• **Set task 1**
Reproduce the Lebanon history passage from "This Syrian-American entente" up to and including "to end soon.".
• **Set task 2**
List every person named in the Lebanon history passage below.
• **Set task 3**
According to the Lebanon history passage below, until what year did Israel occupy southern Lebanon?

This Syrian-American entente shattered after one year, however, with a new reversal in positions due to the coming to power of the right-wing Likud in Israel, followed by Egyptian President Anwar al-Sadat’s “initiative” of breaking Arab ranks in order to negotiate separately a peace deal with the new Israeli government. Israel then allowed itself to invade part of southern Lebanon in 1978 (an action known as “Operation Litani,” named after the river in southern Lebanon beyond which Israel tried to force back the Palestinian armed presence), seeking to create for itself a “security zone” controlled by Lebanese auxiliaries. Having accomplished their mission, the Israeli forces withdrew after a few weeks, giving way to the United Nations Interim Force in Lebanon (UNIFIL), whose “interim” seems unlikely to end soon.
Following the completion in April 1982 of Israel’s withdrawal from 1967–occupied Egyptian Sinai, in conformity with the Egyptian-Israeli peace treaty signed in 1979, Menachem Begin’s government, with Ariel Sharon at the helm of the defense ministry, believed that the time had come to settle its account once and for all with the PLO. On June 6, 1982, Israel launched a massive military offensive by which the Israeli army invaded Lebanon up to Beirut under the pretext of protecting northern Israel from Palestinian rockets and incursions (the operation was thus named “Peace in Galilee”), even though these clashes had come to a halt several months beforehand. The siege of the Lebanese capital continued for several weeks and led to the evacuation—by sea—of PLO fighters, soon to be followed by the massacre of Palestinian civilians left without protection in the Sabra and Shatila camps under Israeli supervision. After completing its withdrawal from the rest of the country in 1985, Israel occupied southern Lebanon for eighteen years, until the year 2000—affecting more than one-tenth of the Lebanese territory. The fight against this occupation was the first motivation for the creation of Hezbollah and the main source of the considerable popular legitimacy that it managed to acquire.6
The Lebanese civil war, which was interrupted in the fall of 1976 under the aegis of the Syrian-American entente and Saudi sponsorship (Riyadh summit, October 1976), erupted again after this entente broke up. The restoration of the same entente brought the civil war to a conclusion in 1990 following several bloody episodes and a new Saudi mediation (Taif Agreement, October 1989). Indeed, when Iraq invaded Kuwait in August 1990, Syrian dictator Hafez al-Assad joined the coalition led by Washington against Baghdad. This earned him a green light from the United States for an offensive in Lebanon aimed at suppressing the rebellion led by General Michel Aoun. The latter had proclaimed a quixotic “war of liberation” against Syrian troops in 1989, a few months after outgoing President Amine Gemayel handed the power over to him. Aoun found himself completely isolated and was obliged to go into exile in France, from which he returned only after the departure of Syrian troops in 2005.

• **Entries**
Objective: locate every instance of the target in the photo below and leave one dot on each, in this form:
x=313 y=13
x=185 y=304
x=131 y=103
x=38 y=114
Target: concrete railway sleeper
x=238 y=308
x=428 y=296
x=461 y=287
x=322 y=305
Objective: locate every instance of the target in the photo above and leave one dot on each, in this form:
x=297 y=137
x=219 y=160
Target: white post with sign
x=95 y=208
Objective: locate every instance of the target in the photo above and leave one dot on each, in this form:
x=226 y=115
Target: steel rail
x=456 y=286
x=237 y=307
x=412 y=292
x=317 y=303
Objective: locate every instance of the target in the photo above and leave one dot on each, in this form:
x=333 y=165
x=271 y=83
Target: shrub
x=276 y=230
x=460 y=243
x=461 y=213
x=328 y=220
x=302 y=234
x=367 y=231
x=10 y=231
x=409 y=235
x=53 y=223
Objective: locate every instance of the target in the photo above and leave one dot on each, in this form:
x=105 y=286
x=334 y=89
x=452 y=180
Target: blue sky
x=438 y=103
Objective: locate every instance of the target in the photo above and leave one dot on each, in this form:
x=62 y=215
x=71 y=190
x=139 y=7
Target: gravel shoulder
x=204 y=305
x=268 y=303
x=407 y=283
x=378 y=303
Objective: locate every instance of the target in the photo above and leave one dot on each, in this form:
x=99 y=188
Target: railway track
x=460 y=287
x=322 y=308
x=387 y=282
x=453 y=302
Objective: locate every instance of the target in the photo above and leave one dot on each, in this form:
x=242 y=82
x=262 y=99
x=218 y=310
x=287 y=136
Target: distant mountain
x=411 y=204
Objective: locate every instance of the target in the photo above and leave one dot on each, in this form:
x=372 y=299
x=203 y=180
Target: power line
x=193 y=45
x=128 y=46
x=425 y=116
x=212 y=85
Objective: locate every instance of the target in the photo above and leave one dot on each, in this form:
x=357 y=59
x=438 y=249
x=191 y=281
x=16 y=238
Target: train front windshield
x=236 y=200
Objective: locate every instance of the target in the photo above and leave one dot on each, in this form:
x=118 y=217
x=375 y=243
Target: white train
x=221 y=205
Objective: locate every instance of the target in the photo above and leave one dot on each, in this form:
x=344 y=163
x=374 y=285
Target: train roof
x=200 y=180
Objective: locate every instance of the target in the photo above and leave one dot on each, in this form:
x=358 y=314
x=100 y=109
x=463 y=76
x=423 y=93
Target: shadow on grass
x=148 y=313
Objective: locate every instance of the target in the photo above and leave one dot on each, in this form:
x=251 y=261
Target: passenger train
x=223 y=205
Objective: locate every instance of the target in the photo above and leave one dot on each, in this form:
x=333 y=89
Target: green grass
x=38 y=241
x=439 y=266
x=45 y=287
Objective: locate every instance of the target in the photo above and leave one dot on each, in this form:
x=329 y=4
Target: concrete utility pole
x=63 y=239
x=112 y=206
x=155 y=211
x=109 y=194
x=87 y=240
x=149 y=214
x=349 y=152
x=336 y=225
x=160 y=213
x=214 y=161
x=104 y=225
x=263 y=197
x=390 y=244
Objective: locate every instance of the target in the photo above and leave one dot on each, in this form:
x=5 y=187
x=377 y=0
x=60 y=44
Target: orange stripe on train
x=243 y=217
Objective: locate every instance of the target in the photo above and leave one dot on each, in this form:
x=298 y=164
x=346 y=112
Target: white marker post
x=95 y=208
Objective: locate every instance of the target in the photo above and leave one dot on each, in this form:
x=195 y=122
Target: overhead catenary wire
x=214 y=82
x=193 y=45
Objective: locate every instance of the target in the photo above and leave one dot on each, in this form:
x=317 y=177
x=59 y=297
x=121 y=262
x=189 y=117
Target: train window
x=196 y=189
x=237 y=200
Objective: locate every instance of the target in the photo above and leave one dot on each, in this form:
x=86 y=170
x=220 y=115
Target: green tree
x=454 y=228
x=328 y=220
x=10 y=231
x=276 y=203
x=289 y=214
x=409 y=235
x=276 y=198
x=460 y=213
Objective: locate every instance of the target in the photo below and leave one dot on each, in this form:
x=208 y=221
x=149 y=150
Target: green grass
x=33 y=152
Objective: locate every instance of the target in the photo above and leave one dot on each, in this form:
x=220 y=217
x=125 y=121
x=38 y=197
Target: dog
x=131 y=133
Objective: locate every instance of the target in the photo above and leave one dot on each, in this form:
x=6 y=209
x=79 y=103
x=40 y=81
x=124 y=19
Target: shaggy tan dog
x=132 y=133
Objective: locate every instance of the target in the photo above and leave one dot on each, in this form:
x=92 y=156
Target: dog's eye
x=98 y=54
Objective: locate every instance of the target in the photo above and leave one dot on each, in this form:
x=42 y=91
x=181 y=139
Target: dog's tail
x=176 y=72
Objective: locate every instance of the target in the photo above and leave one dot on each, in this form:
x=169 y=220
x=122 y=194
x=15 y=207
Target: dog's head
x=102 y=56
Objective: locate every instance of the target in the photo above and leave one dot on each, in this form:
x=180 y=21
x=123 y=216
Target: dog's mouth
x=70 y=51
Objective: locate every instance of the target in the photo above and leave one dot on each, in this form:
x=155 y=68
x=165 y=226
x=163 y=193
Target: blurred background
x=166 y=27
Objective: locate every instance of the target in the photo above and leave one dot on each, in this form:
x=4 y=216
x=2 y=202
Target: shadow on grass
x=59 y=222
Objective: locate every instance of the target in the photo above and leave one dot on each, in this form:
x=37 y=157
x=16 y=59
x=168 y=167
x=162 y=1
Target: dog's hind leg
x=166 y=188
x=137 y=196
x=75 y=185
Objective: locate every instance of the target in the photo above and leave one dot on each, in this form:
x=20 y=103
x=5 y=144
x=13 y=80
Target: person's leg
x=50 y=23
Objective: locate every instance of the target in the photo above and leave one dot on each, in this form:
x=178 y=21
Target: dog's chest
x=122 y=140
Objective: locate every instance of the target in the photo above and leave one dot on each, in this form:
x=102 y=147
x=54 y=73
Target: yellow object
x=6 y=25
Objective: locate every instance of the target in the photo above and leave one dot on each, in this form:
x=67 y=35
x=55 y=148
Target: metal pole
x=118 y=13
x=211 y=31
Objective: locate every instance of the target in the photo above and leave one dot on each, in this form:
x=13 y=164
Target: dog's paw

• **Final answer 1**
This Syrian-American entente shattered after one year, however, with a new reversal in positions due to the coming to power of the right-wing Likud in Israel, followed by Egyptian President Anwar al-Sadat’s “initiative” of breaking Arab ranks in order to negotiate separately a peace deal with the new Israeli government. Israel then allowed itself to invade part of southern Lebanon in 1978 (an action known as “Operation Litani,” named after the river in southern Lebanon beyond which Israel tried to force back the Palestinian armed presence), seeking to create for itself a “security zone” controlled by Lebanese auxiliaries. Having accomplished their mission, the Israeli forces withdrew after a few weeks, giving way to the United Nations Interim Force in Lebanon (UNIFIL), whose “interim” seems unlikely to end soon.

• **Final answer 2**
Anwar al-Sadat
Menachem Begin
Ariel Sharon
Hafez al-Assad
Michel Aoun
Amine Gemayel

• **Final answer 3**
Until 2000.